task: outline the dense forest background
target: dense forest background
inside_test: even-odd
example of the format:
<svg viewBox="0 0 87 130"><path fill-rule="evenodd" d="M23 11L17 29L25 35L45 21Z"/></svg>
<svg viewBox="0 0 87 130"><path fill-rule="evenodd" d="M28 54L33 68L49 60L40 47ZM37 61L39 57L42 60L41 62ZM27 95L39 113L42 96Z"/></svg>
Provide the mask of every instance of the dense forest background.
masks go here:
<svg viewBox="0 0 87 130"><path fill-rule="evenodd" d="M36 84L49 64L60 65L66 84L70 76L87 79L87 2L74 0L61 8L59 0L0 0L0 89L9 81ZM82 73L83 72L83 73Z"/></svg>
---+---
◆ **What is asked**
Rewrite the records above, swapping every "dense forest background" for "thick woodland background" and changing nothing else.

◆ **Finished task**
task: outline the thick woodland background
target: thick woodland background
inside_test: even-odd
example of the format:
<svg viewBox="0 0 87 130"><path fill-rule="evenodd" d="M23 11L17 29L25 35L45 21Z"/></svg>
<svg viewBox="0 0 87 130"><path fill-rule="evenodd" d="M28 54L33 68L49 60L40 47ZM37 61L39 57L42 60L41 62ZM27 95L39 113L42 96Z"/></svg>
Provide the mask of every instance of the thick woodland background.
masks go here:
<svg viewBox="0 0 87 130"><path fill-rule="evenodd" d="M36 84L49 64L60 65L66 84L70 76L87 79L87 2L74 0L61 8L59 0L0 0L0 89L9 81ZM82 73L83 72L83 73Z"/></svg>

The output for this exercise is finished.